STATED EXERCISE:
Lay out the lines below as a Markdown table with the columns Row and Line, numbering each row and leaving out any blank lines. Begin at the line that has "Instruction: the image is above. Identify every small" and stop after the line that has "[17,343,327,659]".

GIVEN INFORMATION:
• • •

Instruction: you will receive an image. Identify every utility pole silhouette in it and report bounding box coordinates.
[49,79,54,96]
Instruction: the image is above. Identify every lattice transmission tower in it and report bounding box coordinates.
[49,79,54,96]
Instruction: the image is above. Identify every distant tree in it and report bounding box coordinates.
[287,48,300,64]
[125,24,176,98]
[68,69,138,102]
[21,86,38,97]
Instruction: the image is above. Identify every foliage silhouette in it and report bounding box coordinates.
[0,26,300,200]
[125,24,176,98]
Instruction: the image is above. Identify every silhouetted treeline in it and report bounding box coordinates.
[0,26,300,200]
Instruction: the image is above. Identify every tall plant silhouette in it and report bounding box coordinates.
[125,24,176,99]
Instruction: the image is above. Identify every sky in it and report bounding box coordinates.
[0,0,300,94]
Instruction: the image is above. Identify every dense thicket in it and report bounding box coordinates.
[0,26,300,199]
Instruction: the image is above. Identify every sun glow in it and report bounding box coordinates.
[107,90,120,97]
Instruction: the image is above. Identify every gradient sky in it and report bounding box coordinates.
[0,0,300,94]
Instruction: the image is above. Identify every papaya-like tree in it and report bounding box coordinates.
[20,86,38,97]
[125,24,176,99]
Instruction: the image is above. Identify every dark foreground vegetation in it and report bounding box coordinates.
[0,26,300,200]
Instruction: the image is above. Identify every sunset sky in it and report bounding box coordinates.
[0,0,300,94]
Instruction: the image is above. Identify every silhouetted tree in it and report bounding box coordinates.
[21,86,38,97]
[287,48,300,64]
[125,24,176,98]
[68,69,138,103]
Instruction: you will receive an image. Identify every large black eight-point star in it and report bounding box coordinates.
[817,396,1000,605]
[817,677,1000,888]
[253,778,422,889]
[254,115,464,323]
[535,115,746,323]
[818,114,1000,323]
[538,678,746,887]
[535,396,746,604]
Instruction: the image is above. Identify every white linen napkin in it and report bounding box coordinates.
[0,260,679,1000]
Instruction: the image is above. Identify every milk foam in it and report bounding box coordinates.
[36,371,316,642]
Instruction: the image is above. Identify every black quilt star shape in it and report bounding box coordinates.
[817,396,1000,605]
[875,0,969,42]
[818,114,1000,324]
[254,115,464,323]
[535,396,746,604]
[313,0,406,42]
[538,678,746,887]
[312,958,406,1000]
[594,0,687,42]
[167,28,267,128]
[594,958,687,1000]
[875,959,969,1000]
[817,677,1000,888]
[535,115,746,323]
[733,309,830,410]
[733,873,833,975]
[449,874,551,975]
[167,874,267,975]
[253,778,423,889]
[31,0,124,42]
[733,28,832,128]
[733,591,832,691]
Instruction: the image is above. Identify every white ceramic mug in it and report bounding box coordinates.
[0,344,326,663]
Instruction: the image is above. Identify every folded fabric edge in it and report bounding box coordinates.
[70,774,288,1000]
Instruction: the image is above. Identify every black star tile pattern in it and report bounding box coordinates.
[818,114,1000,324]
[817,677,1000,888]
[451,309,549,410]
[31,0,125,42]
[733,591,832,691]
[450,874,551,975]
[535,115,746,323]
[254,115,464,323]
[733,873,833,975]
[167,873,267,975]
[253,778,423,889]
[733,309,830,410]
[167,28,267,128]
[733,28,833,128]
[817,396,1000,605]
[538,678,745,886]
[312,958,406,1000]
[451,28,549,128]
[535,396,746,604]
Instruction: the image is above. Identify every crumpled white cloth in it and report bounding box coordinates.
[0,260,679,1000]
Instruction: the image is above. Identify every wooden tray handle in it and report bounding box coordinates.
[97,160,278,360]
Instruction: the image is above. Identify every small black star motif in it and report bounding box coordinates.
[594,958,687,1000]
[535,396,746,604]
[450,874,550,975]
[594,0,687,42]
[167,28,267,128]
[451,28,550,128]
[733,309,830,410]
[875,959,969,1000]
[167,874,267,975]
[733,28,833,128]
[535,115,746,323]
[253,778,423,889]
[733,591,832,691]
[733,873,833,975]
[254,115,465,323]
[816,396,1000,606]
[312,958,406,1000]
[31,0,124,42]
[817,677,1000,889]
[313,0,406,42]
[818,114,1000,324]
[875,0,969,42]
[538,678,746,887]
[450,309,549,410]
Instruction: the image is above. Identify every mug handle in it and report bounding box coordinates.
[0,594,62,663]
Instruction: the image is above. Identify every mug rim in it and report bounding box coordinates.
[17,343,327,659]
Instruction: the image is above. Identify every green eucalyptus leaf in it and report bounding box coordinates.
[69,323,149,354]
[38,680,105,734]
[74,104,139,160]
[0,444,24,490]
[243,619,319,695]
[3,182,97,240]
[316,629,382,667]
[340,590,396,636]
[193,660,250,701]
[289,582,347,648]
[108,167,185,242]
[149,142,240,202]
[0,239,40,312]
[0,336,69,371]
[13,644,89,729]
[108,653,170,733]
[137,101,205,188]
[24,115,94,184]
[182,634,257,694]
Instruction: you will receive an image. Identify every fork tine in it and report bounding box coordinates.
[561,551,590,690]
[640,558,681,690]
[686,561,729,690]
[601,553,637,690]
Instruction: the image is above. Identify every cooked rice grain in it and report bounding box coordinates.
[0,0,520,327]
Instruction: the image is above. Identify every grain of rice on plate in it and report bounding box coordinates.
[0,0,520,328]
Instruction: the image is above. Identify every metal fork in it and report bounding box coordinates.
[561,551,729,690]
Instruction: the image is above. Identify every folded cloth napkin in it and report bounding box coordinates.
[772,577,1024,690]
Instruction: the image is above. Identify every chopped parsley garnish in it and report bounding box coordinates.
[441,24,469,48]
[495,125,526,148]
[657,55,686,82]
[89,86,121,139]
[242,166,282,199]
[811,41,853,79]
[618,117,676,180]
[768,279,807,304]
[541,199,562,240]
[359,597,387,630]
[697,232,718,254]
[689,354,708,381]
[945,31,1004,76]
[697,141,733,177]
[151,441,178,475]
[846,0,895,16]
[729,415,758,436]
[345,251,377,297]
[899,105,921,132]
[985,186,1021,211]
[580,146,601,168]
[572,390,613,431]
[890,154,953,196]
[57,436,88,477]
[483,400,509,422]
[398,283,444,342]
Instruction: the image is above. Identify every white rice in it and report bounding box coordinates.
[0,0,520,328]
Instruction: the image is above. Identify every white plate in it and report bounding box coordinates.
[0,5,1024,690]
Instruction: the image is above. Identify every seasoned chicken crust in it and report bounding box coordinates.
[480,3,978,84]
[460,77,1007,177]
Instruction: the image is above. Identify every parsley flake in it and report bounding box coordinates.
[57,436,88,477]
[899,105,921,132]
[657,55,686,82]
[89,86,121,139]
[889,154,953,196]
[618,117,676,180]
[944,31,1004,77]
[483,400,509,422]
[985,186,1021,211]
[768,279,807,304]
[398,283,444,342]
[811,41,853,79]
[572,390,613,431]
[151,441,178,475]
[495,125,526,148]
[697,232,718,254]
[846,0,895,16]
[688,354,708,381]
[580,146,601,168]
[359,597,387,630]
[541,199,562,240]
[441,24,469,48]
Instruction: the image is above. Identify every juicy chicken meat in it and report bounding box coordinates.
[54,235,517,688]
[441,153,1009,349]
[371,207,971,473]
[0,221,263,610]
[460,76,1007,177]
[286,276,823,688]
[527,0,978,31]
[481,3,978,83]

• • •

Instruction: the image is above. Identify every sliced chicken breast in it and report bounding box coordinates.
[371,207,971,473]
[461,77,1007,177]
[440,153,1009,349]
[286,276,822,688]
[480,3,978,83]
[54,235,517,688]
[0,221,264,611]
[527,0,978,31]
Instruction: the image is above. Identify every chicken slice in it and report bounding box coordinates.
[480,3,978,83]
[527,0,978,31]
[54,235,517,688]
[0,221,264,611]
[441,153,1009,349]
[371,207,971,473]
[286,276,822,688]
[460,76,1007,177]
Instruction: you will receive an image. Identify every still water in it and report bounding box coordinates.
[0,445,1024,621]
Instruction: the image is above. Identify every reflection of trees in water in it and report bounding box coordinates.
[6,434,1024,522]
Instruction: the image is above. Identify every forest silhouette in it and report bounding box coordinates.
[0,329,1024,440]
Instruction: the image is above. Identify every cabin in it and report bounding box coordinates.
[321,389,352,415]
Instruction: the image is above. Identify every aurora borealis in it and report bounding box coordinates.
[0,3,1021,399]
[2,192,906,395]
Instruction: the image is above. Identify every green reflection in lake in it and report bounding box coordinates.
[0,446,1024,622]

• • •

TASK ANSWER:
| Row | Line |
|---|---|
| 1 | Instruction: the image is above. Identify every small black star motif in it and report bounding box coordinates. |
| 2 | [594,958,687,1000] |
| 3 | [535,396,746,604] |
| 4 | [450,874,550,975] |
| 5 | [594,0,687,42] |
| 6 | [167,28,267,128] |
| 7 | [451,28,550,128] |
| 8 | [733,309,830,410] |
| 9 | [875,959,969,1000] |
| 10 | [167,874,267,975] |
| 11 | [733,28,833,128] |
| 12 | [535,115,746,323] |
| 13 | [253,778,423,889] |
| 14 | [733,591,832,691] |
| 15 | [733,873,833,975] |
| 16 | [254,115,465,323] |
| 17 | [816,396,1000,606] |
| 18 | [312,958,406,1000] |
| 19 | [31,0,124,42] |
| 20 | [817,677,1000,889] |
| 21 | [313,0,406,42] |
| 22 | [818,114,1000,324] |
| 23 | [875,0,969,42] |
| 24 | [538,678,746,887] |
| 25 | [450,309,549,410] |
| 26 | Instruction: the image is above. Identify every mug handle in it and report bounding box coordinates. |
| 27 | [0,594,62,663] |
| 28 | Instruction: the image is above. Identify every mug rim in it and report bounding box coordinates. |
| 29 | [17,343,327,659] |